# Start of DATA LINES

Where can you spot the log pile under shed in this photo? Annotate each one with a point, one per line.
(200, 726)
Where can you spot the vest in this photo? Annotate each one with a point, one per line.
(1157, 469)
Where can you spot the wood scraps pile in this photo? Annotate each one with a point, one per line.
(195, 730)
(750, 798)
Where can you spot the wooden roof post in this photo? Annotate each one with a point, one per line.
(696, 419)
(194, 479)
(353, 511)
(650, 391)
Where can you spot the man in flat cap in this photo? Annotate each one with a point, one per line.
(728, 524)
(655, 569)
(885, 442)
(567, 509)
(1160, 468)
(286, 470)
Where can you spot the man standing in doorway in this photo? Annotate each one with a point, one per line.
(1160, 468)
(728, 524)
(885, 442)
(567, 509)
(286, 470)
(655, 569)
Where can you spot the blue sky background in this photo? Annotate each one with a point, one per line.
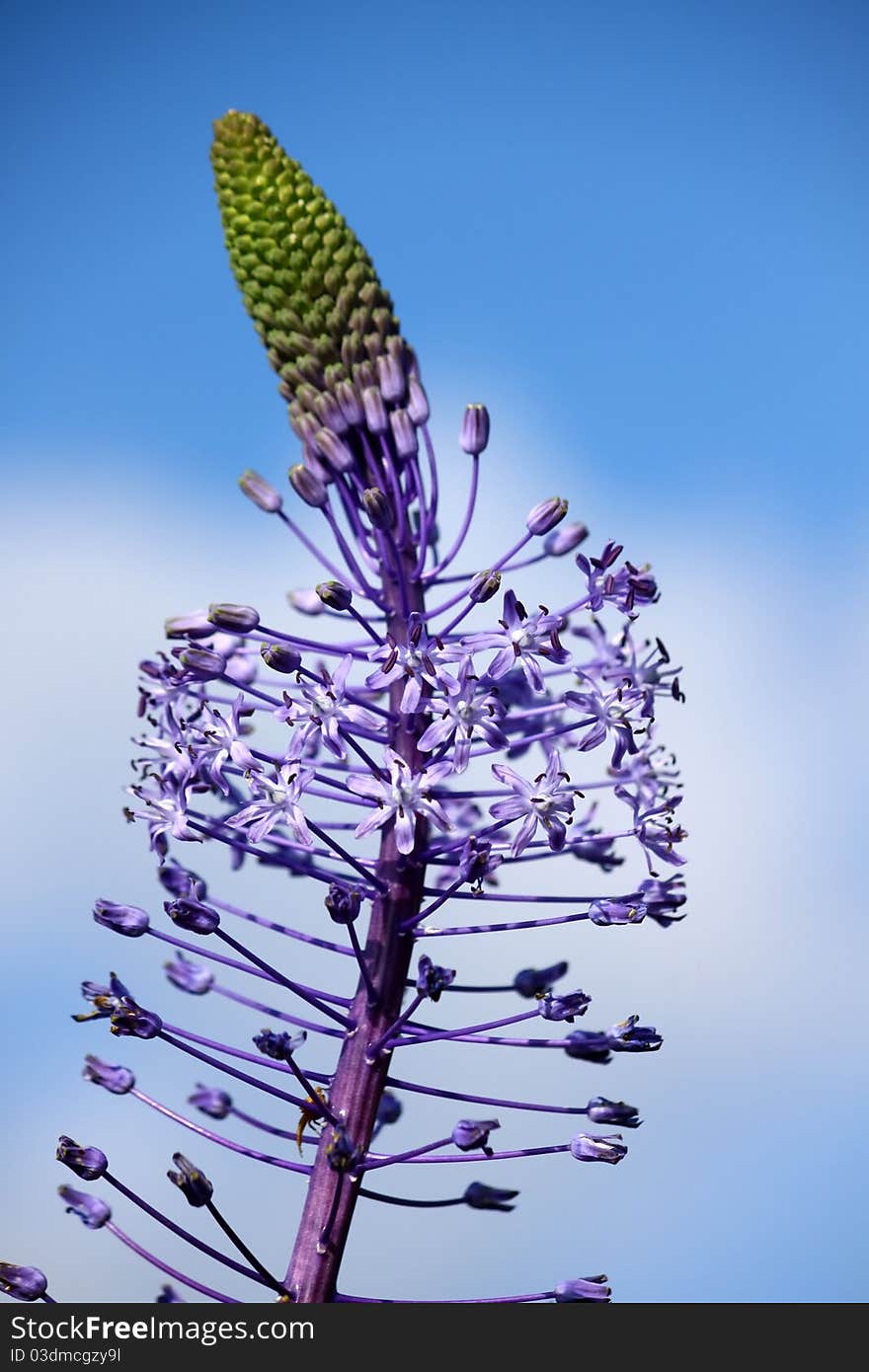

# End of DATA LINES

● **REQUIRED TASK**:
Rewrite all of the material above, putting "Mark" wherever "Annotate" appears and keeping everything else the same. Leave the picture out.

● **EXERCISE ANSWER**:
Where can you spot the log pile under shed in this photo? Mark each one with a point, one per line.
(200, 726)
Where can you spot the vest in this photo? Mark each one with a point, one per line.
(1157, 469)
Where can you spot the wood scraps pile in this photo? Mark each one with a point, one per line.
(195, 730)
(750, 798)
Where can you spot the wooden roof post in this photo? Mark each one with a point, one per line.
(696, 419)
(194, 479)
(353, 511)
(650, 391)
Where can you spot the man in flat cap in this photo? Mark each one with a point, one per line.
(728, 524)
(655, 569)
(885, 442)
(567, 509)
(1160, 468)
(286, 470)
Where can you spot the man standing in doorway in this photo? Mark each one with a point, one per line.
(1160, 468)
(728, 524)
(885, 442)
(567, 509)
(286, 470)
(655, 569)
Where can you spot the blue sky background in this photo? Mark each one with a point, one per line.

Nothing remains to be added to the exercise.